═══ Document segment
DETAILED DESCRIPTION OF THE INVENTION

The present invention is described further below with reference to accompanying drawings. Embodiments presented below are intended to explain the technical solutions of the present invention rather than limit the scope of the claims of the present invention.

First Embodiment

A washing apparatus comprises a body, a water pipe, and a spray gun. The body has a water supply system. The spray gun is connected to the water supply system through the water pipe to eject water.
Referring to FIG. 1, the spray gun comprises a front casing 10, a front mounting base 20, a pin component 80, nozzles, a nozzle base 70, a switch turntable 30, a rear mounting base 50 and a rear casing 40.
Referring to FIG. 2, the front casing 10 has a front end surface, and the front end surface has thereon three through holes 10a. The front casing 10 is connected to the front mounting base 20 to form a package thereof for esthetical and decorative purposes. The rear casing 40 is connected to the rear mounting base 50.
The front mounting base 20 has four pinholes 20c lying on the same plane and three receiving cavities 20a extending in axial direction of the front mounting base 20. Front end openings of the receiving cavities 20a are aligned with the through holes 10a, respectively. Two of the four pinholes 20c are disposed along tangential direction of the circumferential groove 50b, and the other two pinholes 20c are disposed along radial direction of the circumferential groove 50b.
══════
═══ Extracted records
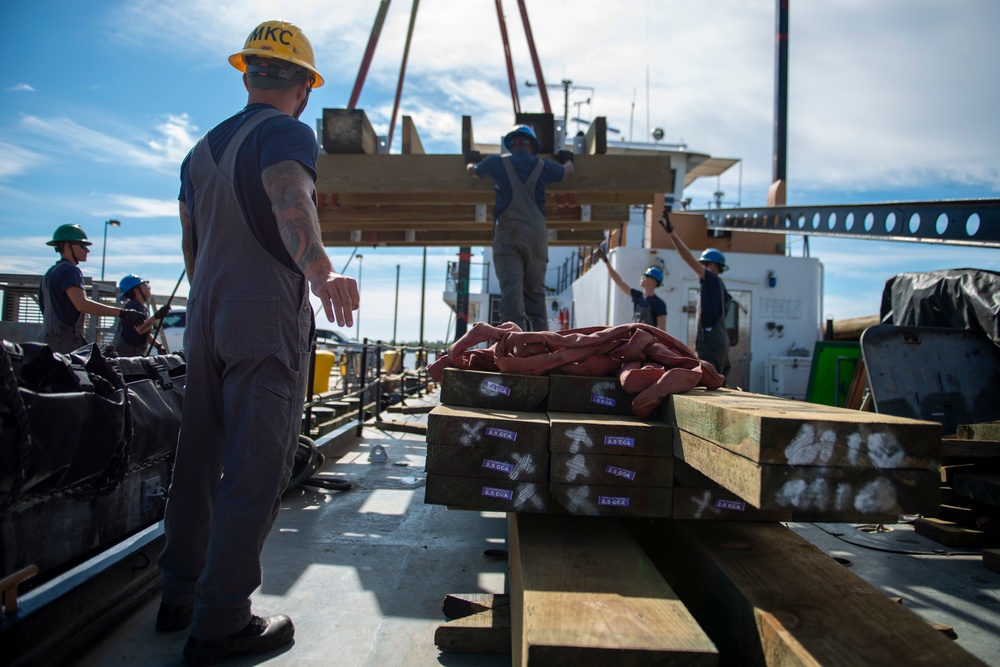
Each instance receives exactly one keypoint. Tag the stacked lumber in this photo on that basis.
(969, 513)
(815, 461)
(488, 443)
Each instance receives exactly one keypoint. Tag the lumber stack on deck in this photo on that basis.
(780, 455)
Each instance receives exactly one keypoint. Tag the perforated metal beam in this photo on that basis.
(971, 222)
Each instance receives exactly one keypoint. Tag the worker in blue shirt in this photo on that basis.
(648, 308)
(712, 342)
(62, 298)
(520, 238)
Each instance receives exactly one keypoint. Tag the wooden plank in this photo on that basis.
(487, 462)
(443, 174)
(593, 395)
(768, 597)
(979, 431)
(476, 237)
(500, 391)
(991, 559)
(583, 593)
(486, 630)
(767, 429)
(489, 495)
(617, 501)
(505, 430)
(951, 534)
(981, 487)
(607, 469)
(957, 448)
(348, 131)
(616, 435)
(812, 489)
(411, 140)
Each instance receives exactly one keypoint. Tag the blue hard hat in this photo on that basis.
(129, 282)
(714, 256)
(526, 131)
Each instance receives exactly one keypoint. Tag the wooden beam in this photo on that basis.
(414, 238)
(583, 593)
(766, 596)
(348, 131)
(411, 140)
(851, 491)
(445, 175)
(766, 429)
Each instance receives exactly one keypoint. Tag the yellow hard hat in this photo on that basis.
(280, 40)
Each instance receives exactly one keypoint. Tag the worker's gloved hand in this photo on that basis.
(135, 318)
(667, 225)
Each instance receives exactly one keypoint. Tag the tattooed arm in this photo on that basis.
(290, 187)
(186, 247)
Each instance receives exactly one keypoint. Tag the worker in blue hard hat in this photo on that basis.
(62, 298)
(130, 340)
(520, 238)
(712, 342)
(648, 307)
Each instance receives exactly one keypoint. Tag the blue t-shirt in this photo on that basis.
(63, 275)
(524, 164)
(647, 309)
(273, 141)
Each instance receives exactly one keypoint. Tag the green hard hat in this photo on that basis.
══════
*Tasks to perform*:
1. Answer the following questions using the spray gun description.
(a) How many through holes does the front end surface of the front casing have?
(b) Through what is the spray gun connected to the water supply system?
(c) How many pinholes does the front mounting base have?
2. In one to three sentences, state why the front casing 10 is connected to the front mounting base 20, according to the spray gun description.
3. Write a continuation of the spray gun description, starting after its final sentence.
The data bear no relation to the spray gun description.

*Answers for the tasks*:
1.
(a) Three.
(b) The water pipe.
(c) Four.

2. The front casing 10 is connected to the front mounting base 20 to form a package. This package serves esthetical and decorative purposes.

3.
The nozzles are in the number of three, namely a high-pressure nozzle 60, a lotus nozzle 90 and a low-pressure liquid sucking nozzle. The three nozzles are disposed in the receiving cavities 20a, respectively.
The switch turntable 30 has three water holes 30a aligned with the receiving cavities 20a, respectively. The switch turntable 30 is rotatably connected to the front mounting base 20 relative to the rear mounting base 50 and rotates synchronously with the front mounting base 20, so as to switch between different flow paths of the nozzles. The lotus nozzle 90 is mounted at one of the water holes 30a of the switch turntable 30 through the nozzle base 70.
Referring to FIG. 5, the rear mounting base 50 has a circumferential groove 50b extending in circumferential direction of the rear mounting base 50 and an eccentric flow duct 50a extending in axial direction of the rear mounting base 50. The rear end of the rear mounting base 50 is connected to a water pipe. The front mounting base 20 is rotatably connected to the front of the rear mounting base 50. Any one of the water holes 30a is coaxially aligned with the eccentric flow duct 50a while the switch turntable 30 is rotating.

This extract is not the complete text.